==== TEKST ====
Sąd nie znalazł także podstaw do podważenia zeznań L. K. oraz przesłuchanych w charakterze strony M. B. (1) i R. B.. W zakresie stanu intelektualnego poszkodowanego, cech charakteru, uznać należy je za zbieżne. Problemy wychowawcze związane z buntowniczym nastawieniem poszkodowanego do otoczenia, potwierdza także ocena z zachowania M. B. (2) zawarta w złożonym arkuszu ocen (poprawne i naganne). Stan psychiczny i emocjonalny w jakim znaleźli się powodowie po śmierci syna, potwierdza opinia biegłego psychologa. Ponadto o rozmiarze doznanej krzywdy świadczy fakt opuszczenia powodów W.. Mając na uwadze zasady doświadczenia życiowego i logiki, nie budzi zastrzeżeń opisywana przez powodów reakcja na śmierć dziecka. W normalnie funkcjonującej rodzinie, a za taką uznać należy rodzinę powodów, śmierć dziecka zawsze niesie ze sobą ogromny ładunek negatywnych emocji, wpływając na każdy aspekt dotychczasowego życia.
==== WYKAZ DANYCH ====
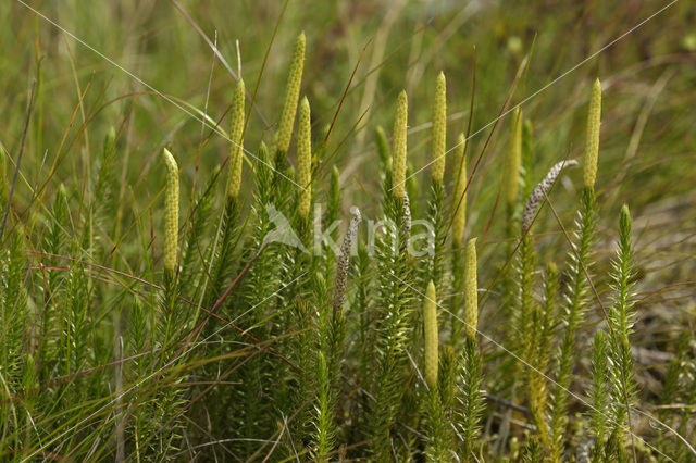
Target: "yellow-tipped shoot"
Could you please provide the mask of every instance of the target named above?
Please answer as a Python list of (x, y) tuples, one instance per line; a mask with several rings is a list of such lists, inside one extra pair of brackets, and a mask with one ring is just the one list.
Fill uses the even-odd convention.
[(172, 153), (162, 152), (166, 167), (166, 189), (164, 191), (164, 268), (176, 268), (176, 246), (178, 242), (178, 166)]
[(457, 139), (457, 151), (455, 155), (455, 167), (457, 180), (455, 184), (455, 197), (452, 198), (452, 241), (455, 246), (461, 246), (464, 239), (464, 227), (467, 226), (467, 138), (464, 134), (459, 134)]
[(476, 338), (478, 323), (478, 281), (476, 277), (476, 238), (467, 241), (464, 262), (464, 325), (469, 339)]
[(512, 133), (510, 134), (510, 150), (506, 173), (506, 201), (513, 205), (518, 200), (520, 188), (520, 164), (522, 162), (522, 112), (515, 108), (512, 113)]
[(447, 137), (447, 82), (439, 73), (435, 82), (433, 102), (433, 180), (443, 183), (445, 176), (445, 152)]
[(396, 103), (394, 139), (391, 140), (391, 183), (395, 198), (403, 200), (406, 195), (406, 129), (409, 117), (409, 100), (401, 90)]
[(300, 102), (297, 124), (297, 183), (300, 188), (297, 212), (307, 218), (312, 205), (312, 125), (307, 97)]
[(430, 388), (437, 385), (437, 295), (431, 280), (423, 301), (423, 331), (425, 335), (425, 381)]
[(594, 189), (597, 178), (597, 157), (599, 154), (599, 124), (601, 121), (601, 84), (596, 79), (592, 86), (589, 108), (587, 109), (587, 139), (585, 142), (585, 165), (583, 183), (585, 188)]
[(300, 33), (295, 41), (295, 52), (293, 62), (287, 75), (287, 86), (285, 87), (285, 100), (281, 112), (278, 129), (275, 133), (276, 149), (287, 152), (293, 137), (293, 124), (295, 123), (295, 112), (297, 111), (297, 100), (300, 97), (300, 84), (302, 82), (302, 68), (304, 66), (304, 33)]
[(244, 159), (244, 80), (239, 78), (232, 99), (232, 121), (229, 123), (229, 177), (227, 179), (227, 198), (237, 198), (241, 186), (241, 161)]

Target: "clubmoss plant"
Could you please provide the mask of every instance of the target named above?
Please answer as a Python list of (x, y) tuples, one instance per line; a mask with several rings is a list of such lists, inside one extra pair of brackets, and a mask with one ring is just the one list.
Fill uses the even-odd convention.
[(297, 213), (302, 220), (309, 217), (312, 207), (312, 126), (307, 97), (300, 101), (297, 128)]
[(300, 33), (295, 40), (295, 51), (293, 52), (293, 61), (290, 61), (290, 70), (287, 75), (287, 85), (285, 86), (285, 99), (283, 100), (283, 110), (281, 111), (281, 120), (278, 128), (275, 133), (276, 168), (284, 168), (285, 153), (290, 147), (293, 138), (293, 125), (295, 124), (295, 113), (297, 111), (297, 101), (300, 97), (300, 84), (302, 83), (302, 68), (304, 67), (304, 33)]
[(435, 80), (433, 100), (433, 182), (443, 183), (445, 177), (445, 153), (447, 142), (447, 82), (439, 73)]
[(425, 381), (427, 386), (437, 386), (438, 335), (437, 335), (437, 296), (435, 284), (431, 280), (423, 301), (423, 330), (425, 333)]
[(432, 157), (433, 170), (431, 179), (431, 191), (427, 210), (427, 218), (433, 225), (432, 242), (433, 249), (430, 252), (430, 262), (423, 275), (422, 286), (426, 287), (428, 281), (435, 283), (438, 292), (443, 292), (447, 286), (443, 270), (443, 248), (447, 238), (447, 223), (445, 220), (445, 188), (443, 178), (445, 176), (445, 153), (446, 153), (446, 130), (447, 130), (447, 100), (445, 74), (438, 74), (435, 84), (435, 98), (433, 100), (433, 141)]
[(464, 264), (464, 333), (467, 338), (476, 338), (478, 324), (478, 285), (476, 277), (476, 238), (467, 241)]
[(585, 320), (588, 303), (592, 246), (596, 227), (595, 178), (599, 151), (599, 120), (601, 113), (601, 86), (595, 80), (587, 111), (587, 137), (583, 165), (583, 191), (574, 234), (572, 251), (569, 253), (570, 283), (566, 297), (563, 339), (557, 360), (557, 390), (551, 405), (552, 453), (555, 461), (561, 458), (563, 436), (568, 424), (568, 389), (571, 385), (573, 364), (576, 359), (576, 333)]
[(633, 333), (635, 311), (634, 250), (631, 242), (631, 213), (629, 207), (621, 208), (619, 220), (619, 246), (617, 256), (612, 262), (613, 303), (609, 309), (609, 323), (616, 336), (616, 342), (610, 343), (612, 364), (616, 365), (611, 376), (611, 434), (620, 443), (629, 437), (630, 408), (635, 406), (638, 387), (635, 380), (633, 352), (629, 337)]
[(476, 440), (481, 434), (481, 417), (484, 410), (484, 396), (481, 390), (483, 373), (481, 354), (476, 343), (478, 320), (478, 283), (476, 277), (476, 238), (467, 242), (467, 265), (464, 277), (464, 324), (465, 341), (461, 360), (461, 379), (459, 381), (459, 434), (462, 440), (461, 456), (474, 461)]
[(457, 138), (457, 150), (455, 155), (455, 168), (457, 172), (455, 182), (455, 193), (452, 196), (452, 246), (459, 248), (464, 240), (464, 228), (467, 226), (467, 138), (464, 134), (459, 134)]
[(456, 183), (451, 205), (451, 285), (450, 325), (452, 345), (458, 343), (462, 330), (462, 293), (464, 291), (464, 229), (467, 227), (467, 138), (459, 134), (455, 155)]
[(166, 170), (164, 190), (164, 270), (173, 276), (176, 271), (176, 249), (178, 246), (178, 166), (172, 153), (162, 151)]
[(596, 79), (592, 85), (589, 108), (587, 109), (587, 139), (585, 142), (585, 163), (583, 183), (585, 188), (595, 188), (597, 178), (597, 157), (599, 154), (599, 125), (601, 123), (601, 83)]
[(227, 198), (237, 199), (241, 186), (241, 164), (244, 160), (244, 125), (245, 125), (245, 87), (239, 78), (235, 85), (232, 99), (232, 120), (229, 123), (229, 177), (227, 179)]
====
> [ZESTAW ZADAŃ]:
a) Co według tekstu o sprawie powodów po śmierci syna potwierdza opinia biegłego psychologa?
b) Napisz dalszy ciąg tekstu o sprawie powodów po śmierci syna, zaczynając od jego ostatniego zdania.
Rekordy nie mają żadnego związku z tekstem o sprawie powodów po śmierci syna.

> [ODPOWIEDZI DO ZADAŃ]:
a) Potwierdza stan psychiczny i emocjonalny, w jakim znaleźli się powodowie po śmierci syna.

b)
W rozważaniach prawnych Sąd wskazał, iż roszczenia wywodzone przez powodów oparte zostały na art. 435 § 1 k.c. w zw. z art. 805 k.c. w zw. z art. 446 § 4 k.c. Strony nie pozostawały w sporze, iż pozwany ad. 1 prowadzi przedsiębiorstwo wprawiane w ruch za pomocą sił przyrody (m.in. elektryczności), ponosząc tym samym odpowiedzialność za szkodę na osobie wyrządzoną przez ruch tegoż przedsiębiorstwa na zasadzie ryzyka. Poza wszelkimi wątpliwościami pozostało także, iż w dacie zdarzenia, pozwany posiadał stosowne ubezpieczenie w (...) SA w W., którego następcą prawnym jest pozwane Towarzystwo (...). Pozwani nie kwestionowali także faktu, iż szkoda powstała w następstwie ruchu pozwanego przedsiębiorstwa.

Zdaniem sądu między pozwanymi nie zachodzi stosunek solidarnej odpowiedzialności, lecz tzw. solidarność nieprawidłowa, odpowiedzialność in solidum, co Sąd szczegółowo naświetlił.

Zarzuty strony pozwanej koncentrowały się na twierdzeniach o wyłączeniu rzeczonej odpowiedzialności wobec wyłącznej winy poszkodowanego, braku adekwatnego związku przyczynowego między ruchem przedsiębiorstwa a powstałą szkodą. Strona powodowa z kolei próbowała wykazać, iż w wyniku braku odpowiedniego oznaczenia słupa trakcyjnego, nie zachodzi rzeczona przesłanka egzoneracyjna, wyłączająca odpowiedzialność pozwanych.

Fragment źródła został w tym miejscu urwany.